■ **Task goal**:
Can you give the material below as a Markdown table with two columns, Row and Line, numbering each line and leaving out any blank lines?

□ □ □ □ □ □ □

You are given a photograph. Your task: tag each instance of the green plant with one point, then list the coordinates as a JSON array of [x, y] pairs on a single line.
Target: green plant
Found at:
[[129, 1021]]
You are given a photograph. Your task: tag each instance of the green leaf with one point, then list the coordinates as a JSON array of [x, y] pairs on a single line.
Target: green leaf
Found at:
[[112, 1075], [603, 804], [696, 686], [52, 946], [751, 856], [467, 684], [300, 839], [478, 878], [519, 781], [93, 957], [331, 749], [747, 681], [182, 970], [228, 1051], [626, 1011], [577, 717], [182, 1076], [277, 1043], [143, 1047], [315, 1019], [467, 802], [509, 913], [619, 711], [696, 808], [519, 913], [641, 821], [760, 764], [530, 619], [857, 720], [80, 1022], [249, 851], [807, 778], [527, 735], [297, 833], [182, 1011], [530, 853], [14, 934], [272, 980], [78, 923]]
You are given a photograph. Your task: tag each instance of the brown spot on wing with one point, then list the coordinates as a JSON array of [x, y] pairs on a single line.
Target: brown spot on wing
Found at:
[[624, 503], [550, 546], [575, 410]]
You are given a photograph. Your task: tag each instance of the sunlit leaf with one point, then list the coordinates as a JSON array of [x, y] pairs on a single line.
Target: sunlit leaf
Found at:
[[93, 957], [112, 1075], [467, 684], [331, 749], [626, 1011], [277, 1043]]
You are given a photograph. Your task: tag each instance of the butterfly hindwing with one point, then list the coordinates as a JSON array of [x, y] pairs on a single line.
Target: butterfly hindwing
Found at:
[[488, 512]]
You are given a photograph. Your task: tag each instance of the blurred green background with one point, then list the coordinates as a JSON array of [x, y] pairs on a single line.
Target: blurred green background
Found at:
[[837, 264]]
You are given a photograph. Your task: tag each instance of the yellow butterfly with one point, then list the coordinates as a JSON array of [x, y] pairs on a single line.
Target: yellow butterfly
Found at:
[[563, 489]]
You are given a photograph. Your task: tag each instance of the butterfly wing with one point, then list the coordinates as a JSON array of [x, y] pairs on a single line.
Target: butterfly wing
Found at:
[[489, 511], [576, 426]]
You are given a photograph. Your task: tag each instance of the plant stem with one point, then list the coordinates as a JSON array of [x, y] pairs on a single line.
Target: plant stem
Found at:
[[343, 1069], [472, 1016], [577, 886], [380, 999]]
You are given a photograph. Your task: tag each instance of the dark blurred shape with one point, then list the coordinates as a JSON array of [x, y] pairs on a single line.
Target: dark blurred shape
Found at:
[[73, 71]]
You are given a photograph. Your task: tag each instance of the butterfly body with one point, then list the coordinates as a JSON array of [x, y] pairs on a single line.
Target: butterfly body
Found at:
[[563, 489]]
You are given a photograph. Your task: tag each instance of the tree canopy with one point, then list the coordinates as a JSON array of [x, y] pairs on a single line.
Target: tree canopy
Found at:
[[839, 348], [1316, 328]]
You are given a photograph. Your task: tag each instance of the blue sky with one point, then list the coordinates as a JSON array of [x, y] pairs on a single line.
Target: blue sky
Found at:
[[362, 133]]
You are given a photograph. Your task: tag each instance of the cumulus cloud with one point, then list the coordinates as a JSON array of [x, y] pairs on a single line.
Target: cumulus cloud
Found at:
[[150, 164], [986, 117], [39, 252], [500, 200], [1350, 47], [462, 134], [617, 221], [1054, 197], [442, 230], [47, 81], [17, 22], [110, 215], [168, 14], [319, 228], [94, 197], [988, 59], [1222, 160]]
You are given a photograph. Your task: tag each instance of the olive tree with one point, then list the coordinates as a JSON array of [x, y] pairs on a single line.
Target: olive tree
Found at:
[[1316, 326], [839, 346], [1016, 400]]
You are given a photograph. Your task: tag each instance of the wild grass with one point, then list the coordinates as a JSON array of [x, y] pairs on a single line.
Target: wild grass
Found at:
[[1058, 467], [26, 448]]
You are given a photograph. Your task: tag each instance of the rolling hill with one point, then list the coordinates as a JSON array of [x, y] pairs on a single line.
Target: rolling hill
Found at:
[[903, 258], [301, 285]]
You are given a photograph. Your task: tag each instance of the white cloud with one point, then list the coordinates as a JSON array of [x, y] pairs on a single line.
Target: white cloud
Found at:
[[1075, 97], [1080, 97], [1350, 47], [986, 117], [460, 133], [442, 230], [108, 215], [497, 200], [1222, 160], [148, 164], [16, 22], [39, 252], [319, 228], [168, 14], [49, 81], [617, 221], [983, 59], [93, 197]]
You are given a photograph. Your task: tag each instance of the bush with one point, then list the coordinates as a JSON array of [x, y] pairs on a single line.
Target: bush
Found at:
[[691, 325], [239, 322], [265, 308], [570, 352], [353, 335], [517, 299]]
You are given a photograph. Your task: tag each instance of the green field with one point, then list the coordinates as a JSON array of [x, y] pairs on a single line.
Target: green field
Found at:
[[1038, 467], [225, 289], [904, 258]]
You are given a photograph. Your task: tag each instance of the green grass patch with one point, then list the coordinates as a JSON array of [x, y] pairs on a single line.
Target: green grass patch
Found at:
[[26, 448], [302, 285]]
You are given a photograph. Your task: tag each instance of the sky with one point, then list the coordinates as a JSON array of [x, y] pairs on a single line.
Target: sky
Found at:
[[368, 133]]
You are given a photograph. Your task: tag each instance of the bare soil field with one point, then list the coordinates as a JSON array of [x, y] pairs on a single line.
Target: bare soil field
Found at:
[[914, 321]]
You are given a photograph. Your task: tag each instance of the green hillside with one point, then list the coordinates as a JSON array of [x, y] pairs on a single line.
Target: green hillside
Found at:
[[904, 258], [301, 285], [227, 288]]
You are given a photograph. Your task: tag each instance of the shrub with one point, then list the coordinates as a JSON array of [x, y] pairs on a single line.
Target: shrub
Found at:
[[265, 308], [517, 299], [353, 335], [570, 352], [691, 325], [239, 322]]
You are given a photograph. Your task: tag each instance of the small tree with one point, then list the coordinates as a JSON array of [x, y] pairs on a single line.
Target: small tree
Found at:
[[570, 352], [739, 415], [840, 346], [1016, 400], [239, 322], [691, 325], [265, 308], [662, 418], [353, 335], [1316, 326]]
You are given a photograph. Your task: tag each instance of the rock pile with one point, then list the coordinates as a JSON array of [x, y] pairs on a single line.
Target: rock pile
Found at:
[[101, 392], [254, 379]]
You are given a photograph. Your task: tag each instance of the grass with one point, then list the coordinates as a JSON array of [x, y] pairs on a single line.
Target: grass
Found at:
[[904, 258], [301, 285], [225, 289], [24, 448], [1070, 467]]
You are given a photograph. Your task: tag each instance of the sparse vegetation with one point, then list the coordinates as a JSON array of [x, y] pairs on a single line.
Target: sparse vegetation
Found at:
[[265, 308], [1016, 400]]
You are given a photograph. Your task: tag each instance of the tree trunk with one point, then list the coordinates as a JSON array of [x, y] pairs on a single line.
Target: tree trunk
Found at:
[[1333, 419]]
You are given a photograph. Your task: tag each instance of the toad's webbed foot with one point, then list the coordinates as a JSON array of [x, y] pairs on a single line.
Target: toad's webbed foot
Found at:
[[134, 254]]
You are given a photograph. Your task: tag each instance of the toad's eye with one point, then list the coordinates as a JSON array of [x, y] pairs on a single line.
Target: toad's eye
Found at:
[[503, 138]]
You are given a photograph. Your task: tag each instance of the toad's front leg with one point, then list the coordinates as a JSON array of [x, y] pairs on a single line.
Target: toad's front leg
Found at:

□ □ □ □ □ □ □

■ **Task solution**:
| Row | Line |
|---|---|
| 1 | You are given a photograph. Your task: tag each instance of the green plant with one point, then list the coordinates as a JSON array of [x, y] pairs on a single line. |
| 2 | Target: green plant |
| 3 | Found at: |
| 4 | [[129, 1021]] |
| 5 | You are given a photograph. Your task: tag each instance of the green leaf with one point, then list the coordinates as a JSON array of [x, y] pairs on a single line. |
| 6 | Target: green leaf |
| 7 | Found at: |
| 8 | [[112, 1075], [603, 804], [696, 686], [52, 946], [751, 856], [467, 684], [300, 839], [478, 878], [519, 781], [93, 957], [331, 749], [747, 681], [182, 970], [228, 1051], [626, 1011], [577, 717], [182, 1076], [277, 1043], [143, 1047], [315, 1019], [467, 802], [509, 913], [619, 711], [696, 808], [519, 913], [641, 821], [760, 764], [530, 619], [857, 720], [80, 1022], [249, 851], [807, 778], [527, 735], [297, 833], [182, 1011], [530, 853], [14, 934], [272, 980], [78, 923]] |
| 9 | You are given a photograph. Your task: tag each instance of the brown spot on wing with one point, then list the coordinates as a JSON array of [x, y] pairs on a single line. |
| 10 | Target: brown spot on wing |
| 11 | Found at: |
| 12 | [[624, 503], [550, 546], [575, 410]] |
| 13 | You are given a photograph. Your task: tag each instance of the sunlit leaf with one point, then list the coordinates as a JSON array of [x, y] pairs on a single line. |
| 14 | Target: sunlit leaf |
| 15 | Found at: |
| 16 | [[93, 957], [112, 1075], [467, 684], [331, 749], [626, 1011], [277, 1043]] |
| 17 | You are given a photograph. Your task: tag each instance of the butterfly hindwing with one point, then list the coordinates as a JSON array of [x, y] pairs on a single line. |
| 18 | Target: butterfly hindwing |
| 19 | Found at: |
| 20 | [[488, 512]] |
| 21 | You are given a photograph. Your task: tag each instance of the blurred green background with one point, then list the coordinates as a JSON array of [x, y] pairs on a single line. |
| 22 | Target: blurred green background |
| 23 | Found at: |
| 24 | [[837, 264]] |
| 25 | You are given a photograph. Your task: tag each instance of the yellow butterfly with one point, then list the coordinates as a JSON array of [x, y] pairs on a single line. |
| 26 | Target: yellow butterfly |
| 27 | Found at: |
| 28 | [[563, 489]] |
| 29 | You are given a photograph. Your task: tag each instance of the butterfly wing with one point, then list the coordinates as a JSON array of [x, y] pairs on a single line. |
| 30 | Target: butterfly wing |
| 31 | Found at: |
| 32 | [[489, 511], [576, 426]] |
| 33 | You are given a photograph. Your task: tag each instance of the plant stem with one point, then list the coordinates as a JSON array of [x, y] pairs on a single line. |
| 34 | Target: plant stem |
| 35 | Found at: |
| 36 | [[343, 1069], [472, 1016], [577, 886], [380, 999]] |
| 37 | You are given a photograph. Your task: tag each instance of the dark blurred shape with one point, then list the coordinates as a JSON array of [x, y] pairs on a single line. |
| 38 | Target: dark blurred shape |
| 39 | Found at: |
| 40 | [[73, 71]] |
| 41 | You are given a photograph. Your task: tag each instance of the butterfly body with one point, then list the coordinates as a JSON array of [x, y] pairs on a single line. |
| 42 | Target: butterfly body |
| 43 | Found at: |
| 44 | [[563, 489]] |
| 45 | You are given a photograph. Your task: tag each instance of the tree canopy with one point, then list the coordinates as a JSON array of [x, y] pairs on a single line. |
| 46 | Target: tree canopy |
| 47 | Found at: |
| 48 | [[839, 348], [1316, 328]] |
| 49 | You are given a photograph. Your task: tag each instance of the blue sky with one point, then list the coordinates as a JSON array of [x, y] pairs on a single line. |
| 50 | Target: blue sky |
| 51 | Found at: |
| 52 | [[362, 133]] |
| 53 | You are given a photograph. Your task: tag each instance of the cumulus cloud with one point, then list the coordinates as a JSON array of [x, y] pairs on a single line. |
| 54 | Target: cumulus cloud |
| 55 | Found at: |
| 56 | [[150, 164], [986, 117], [39, 252], [500, 200], [1350, 47], [462, 134], [617, 221], [1054, 197], [442, 230], [47, 81], [17, 22], [110, 215], [168, 14], [319, 228], [94, 197], [988, 59], [1222, 160]] |
| 57 | You are given a photograph. Your task: tag each instance of the olive tree with one point, then list the coordinates as a JSON array of [x, y] pairs on a single line. |
| 58 | Target: olive tree |
| 59 | Found at: |
| 60 | [[1316, 326], [839, 346], [1016, 400]] |
| 61 | You are given a photograph. Your task: tag each instance of the wild grass with one point, then list the coordinates as a JSON array of [x, y] pairs on a single line. |
| 62 | Target: wild grass |
| 63 | Found at: |
| 64 | [[1058, 467], [26, 448]] |
| 65 | You are given a photograph. Your task: tag each instance of the rolling hill with one point, then list the coordinates as a JSON array of [x, y] pairs on a single line. |
| 66 | Target: rolling hill |
| 67 | Found at: |
| 68 | [[903, 258], [301, 285]] |
| 69 | You are given a photograph. Your task: tag each instance of the white cloud with one point, then list the coordinates as a JSON array of [x, y] pairs on a single line. |
| 70 | Target: white cloud |
| 71 | Found at: |
| 72 | [[1075, 97], [1080, 97], [1350, 47], [986, 117], [460, 133], [442, 230], [108, 215], [497, 200], [1222, 160], [148, 164], [16, 22], [39, 252], [319, 228], [168, 14], [49, 81], [617, 221], [983, 59], [93, 197]] |
| 73 | You are given a photograph. Your task: tag each instance of the bush with one point, then list the coordinates as a JSON array of [x, y] pairs on a single line. |
| 74 | Target: bush |
| 75 | Found at: |
| 76 | [[691, 325], [239, 322], [265, 308], [570, 352], [353, 335], [517, 299]] |
| 77 | You are given a photograph. Your task: tag each instance of the green field with one point, then list the coordinates as a JSON array of [x, y] pairs on a single line. |
| 78 | Target: green field |
| 79 | Found at: |
| 80 | [[1038, 467], [225, 289], [904, 258]] |
| 81 | You are given a photograph. Your task: tag each instance of the green grass patch with one point, then list the coordinates as a JSON array of [x, y] pairs on a single line. |
| 82 | Target: green grass patch |
| 83 | Found at: |
| 84 | [[26, 448], [302, 285]] |
| 85 | You are given a photograph. Your task: tag each instance of the sky with one point, then list the coordinates as a JSON array of [x, y] pairs on a single line. |
| 86 | Target: sky |
| 87 | Found at: |
| 88 | [[368, 133]] |
| 89 | You are given a photograph. Your task: tag each instance of the bare soil field with one point, then list the coordinates as a JSON array of [x, y] pairs on a single line. |
| 90 | Target: bare soil field |
| 91 | Found at: |
| 92 | [[914, 321]] |
| 93 | You are given a photograph. Your task: tag each instance of the green hillside with one point, then list the coordinates as a JSON array of [x, y] pairs on a single line. |
| 94 | Target: green hillside |
| 95 | Found at: |
| 96 | [[904, 258], [301, 285], [227, 288]] |
| 97 | You are given a photograph. Your task: tag each instance of the shrub with one point, then list the coordinates as a JSON array of [x, y] pairs on a single line. |
| 98 | Target: shrub |
| 99 | Found at: |
| 100 | [[265, 308], [517, 299], [353, 335], [570, 352], [691, 325], [239, 322]] |
| 101 | You are given a photograph. Your task: tag each instance of the small tree with one point, then list the coordinates as a JSON array of [x, y] pairs on a single line. |
| 102 | Target: small tree |
| 103 | Found at: |
| 104 | [[570, 352], [739, 415], [840, 346], [1016, 400], [239, 322], [691, 325], [265, 308], [662, 418], [353, 335], [1316, 326]] |
| 105 | You are given a photograph. Your task: tag each instance of the rock pile with one point, then list the coordinates as a JSON array of [x, y] pairs on a single line. |
| 106 | Target: rock pile |
| 107 | Found at: |
| 108 | [[101, 392], [254, 379]] |
| 109 | You are given a photograph. Your task: tag each instance of the grass with one point, then list the coordinates as a JSON array of [x, y] pairs on a single line. |
| 110 | Target: grass |
| 111 | Found at: |
| 112 | [[904, 258], [301, 285], [225, 289], [24, 448], [1070, 467]] |
| 113 | You are given a photograph. Your task: tag each instance of the sparse vegetation with one point, then list the coordinates as a JSON array of [x, y] pairs on a single line. |
| 114 | Target: sparse vegetation |
| 115 | Found at: |
| 116 | [[265, 308], [1016, 400]] |
| 117 | You are given a photograph. Your task: tag each instance of the tree trunk with one point, then list the coordinates as a JSON array of [x, y] pairs on a single line. |
| 118 | Target: tree trunk |
| 119 | Found at: |
| 120 | [[1333, 419]] |
| 121 | You are given a photograph. Your task: tag each instance of the toad's webbed foot with one point, then list the coordinates as a JSON array of [x, y] pairs on a single line. |
| 122 | Target: toad's webbed foot |
| 123 | Found at: |
| 124 | [[134, 254]] |
| 125 | You are given a photograph. Your task: tag each instance of the toad's eye with one point, then list the coordinates as a JSON array of [x, y] pairs on a single line. |
| 126 | Target: toad's eye |
| 127 | Found at: |
| 128 | [[503, 138]] |
| 129 | You are given a photograph. Your task: tag each instance of the toad's front leg with one point, then list the coordinates as a JSON array of [x, y] pairs on a single line. |
| 130 | Target: toad's front leg |
| 131 | Found at: |